▸ CONSIGNES DE L'EXERCICE
- a) Répondez à partir de l'extrait du document :
(i) Quel module a posé des difficultés non prévues, et sur quoi portait-il ?
(ii) Par qui les expressions et termes travaillés ont-ils été choisis ?
(iii) Quelles séances faudrait-il multiplier ?
- b) Mettez à l'échelle les lignes des entrées, du début des entrées jusqu'à la ligne contenant « [[[249,17],[229,19],[226,37],[237,38],[246,36]]] » incluse, et réécrivez-les toutes, consignes comprises, sans rien d'autre. Multipliez chaque coordonnée des réponses par 0,35 et arrondissez à l'entier, les demis vers le haut. Laissez les images de côté.

▸ EXTRAIT DU DOCUMENT
Dans l’ensemble, l’expérience s’est avérée concluante et réussie, même si parfois des difficultés non prévues ont surgi comme pour le module 4 sur l’apprentissage des termes argumentatifs et des connecteurs logiques, qui ont été très difficiles à réinvestir : en effet, ce sont ces mots-là qui sont les plus difficiles à acquérir (il faudrait multiplier les séances de débat argumentatif), d’autant plus que les expressions et termes travaillés ont été choisis arbitrairement par les enseignantes et d’autant plus que l’acquisition de ce vocabulaire-là ne peut ignorer la syntaxe (certains mots peuvent être ou doivent être en début, en milieu ou en fin de phrase selon leur utilisation ou leur sens).

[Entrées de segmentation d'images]
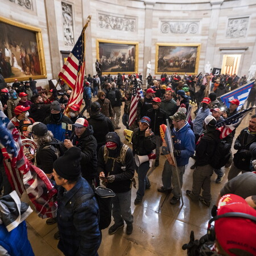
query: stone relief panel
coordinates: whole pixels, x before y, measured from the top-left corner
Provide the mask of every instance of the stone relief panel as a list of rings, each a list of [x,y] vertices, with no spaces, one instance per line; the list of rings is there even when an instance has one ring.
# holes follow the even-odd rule
[[[98,24],[102,28],[134,32],[136,29],[136,18],[98,13]]]
[[[249,17],[229,19],[226,37],[237,38],[246,36]]]
[[[73,9],[71,5],[61,2],[63,34],[65,46],[74,45]]]
[[[32,0],[9,0],[10,2],[16,3],[28,10],[33,10]]]
[[[196,34],[199,30],[199,22],[161,22],[163,34]]]

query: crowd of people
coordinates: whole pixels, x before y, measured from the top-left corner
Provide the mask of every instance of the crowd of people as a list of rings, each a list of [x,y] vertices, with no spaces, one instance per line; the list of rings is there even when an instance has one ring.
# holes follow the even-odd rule
[[[230,168],[229,171],[226,169],[228,182],[220,191],[212,210],[213,216],[217,216],[214,219],[216,237],[214,235],[213,240],[207,240],[210,242],[207,243],[207,251],[216,253],[211,255],[244,255],[245,251],[256,255],[252,240],[248,239],[247,246],[242,246],[237,240],[241,236],[237,238],[229,230],[225,231],[226,237],[233,242],[232,245],[226,246],[228,242],[222,236],[219,224],[230,222],[230,218],[233,220],[228,216],[220,216],[233,211],[243,212],[250,214],[251,218],[247,222],[241,221],[244,228],[237,227],[236,232],[239,233],[241,229],[249,226],[254,227],[254,230],[251,228],[251,234],[255,234],[256,230],[256,175],[253,173],[256,164],[256,115],[250,117],[248,126],[242,130],[237,138],[234,130],[220,139],[220,131],[216,130],[217,123],[238,113],[240,105],[239,100],[234,99],[230,101],[229,108],[221,109],[223,104],[217,99],[218,92],[222,86],[228,92],[243,85],[246,77],[208,74],[185,75],[181,77],[179,74],[168,76],[163,73],[160,79],[150,74],[146,80],[147,87],[141,93],[137,118],[132,124],[129,123],[129,114],[133,91],[135,86],[142,86],[141,74],[118,73],[114,77],[110,75],[86,76],[84,108],[81,110],[80,106],[73,104],[67,114],[63,112],[72,93],[71,90],[60,96],[55,89],[49,90],[47,96],[44,93],[39,94],[36,81],[32,79],[24,84],[15,81],[12,86],[1,89],[1,110],[17,128],[22,139],[34,142],[34,147],[30,146],[28,150],[27,146],[26,155],[58,188],[57,216],[46,221],[48,225],[57,223],[59,231],[54,237],[60,240],[58,247],[65,255],[97,255],[102,239],[100,208],[94,196],[84,200],[81,198],[93,194],[100,184],[115,193],[112,201],[114,224],[109,228],[109,234],[114,234],[125,224],[126,234],[132,234],[134,216],[131,204],[134,174],[137,173],[138,184],[134,203],[138,205],[143,204],[145,190],[151,187],[147,175],[148,170],[153,164],[155,167],[159,166],[161,154],[167,155],[163,147],[160,152],[159,126],[167,125],[168,120],[176,165],[171,164],[168,159],[165,161],[162,184],[158,191],[172,192],[170,204],[179,204],[186,166],[189,158],[193,158],[195,163],[191,166],[194,170],[193,183],[192,188],[187,188],[191,190],[186,190],[185,193],[189,199],[209,207],[210,177],[215,172],[216,183],[219,183],[225,174],[221,167],[214,163],[218,162],[216,157],[218,145],[224,142],[229,147],[225,163],[225,167]],[[209,95],[208,88],[212,90]],[[254,86],[251,92],[248,102],[250,101],[253,105]],[[193,102],[195,106],[197,106],[195,118],[191,108]],[[122,142],[115,132],[121,129],[122,106],[122,122],[126,130],[122,133],[126,136],[127,130],[133,131],[131,144]],[[234,148],[237,151],[233,156],[231,147],[234,139]],[[5,196],[11,192],[11,188],[4,174],[3,163],[0,170],[1,188],[3,188]],[[242,174],[238,176],[241,172]],[[234,210],[233,207],[224,207],[223,197],[227,198],[226,194],[241,197],[229,196],[237,203],[242,201],[243,208],[236,202]],[[221,205],[218,205],[219,201]],[[237,225],[240,223],[239,217],[233,218]],[[221,218],[223,219],[219,220]],[[243,237],[247,235],[243,234]],[[205,245],[202,244],[201,251],[206,250]],[[234,251],[238,254],[232,254]]]

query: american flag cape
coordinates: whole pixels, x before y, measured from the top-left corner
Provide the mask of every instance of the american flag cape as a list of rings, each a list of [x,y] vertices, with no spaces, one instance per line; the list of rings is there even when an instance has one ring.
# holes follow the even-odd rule
[[[0,147],[11,188],[19,197],[26,191],[35,211],[42,218],[56,216],[57,190],[44,172],[31,164],[23,154],[20,136],[13,123],[0,110]]]
[[[242,120],[253,108],[255,108],[255,107],[245,109],[217,123],[217,129],[220,131],[220,138],[223,139],[230,134],[240,125]]]
[[[72,89],[64,113],[68,112],[69,107],[73,104],[79,106],[82,104],[85,68],[84,31],[87,26],[86,24],[84,27],[77,42],[59,74],[59,77]]]
[[[131,106],[130,108],[129,126],[131,126],[137,118],[138,102],[141,100],[141,88],[136,79],[131,92]]]

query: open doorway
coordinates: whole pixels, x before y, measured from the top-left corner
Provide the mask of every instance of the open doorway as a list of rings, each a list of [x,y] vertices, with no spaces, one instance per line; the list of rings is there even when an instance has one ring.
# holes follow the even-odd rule
[[[241,54],[225,54],[223,55],[221,73],[230,75],[237,74],[241,56]]]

▸ LES RÉPONSES
- a)
(i) Le module 4, sur l'apprentissage des termes argumentatifs et des connecteurs logiques.
(ii) Par les enseignantes, qui les ont choisis arbitrairement.
(iii) Les séances de débat argumentatif.

- b)
query: stone relief panel
coordinates: whole pixels, x before y, measured from the top-left corner
Provide the mask of every instance of the stone relief panel as a list of rings, each a list of [x,y] vertices, with no spaces, one instance per line; the list of rings is there even when an instance has one ring.
# holes follow the even-odd rule
[[[34,8],[36,10],[47,11],[48,10],[48,6],[34,5]]]
[[[87,6],[80,7],[79,13],[83,13],[86,13]]]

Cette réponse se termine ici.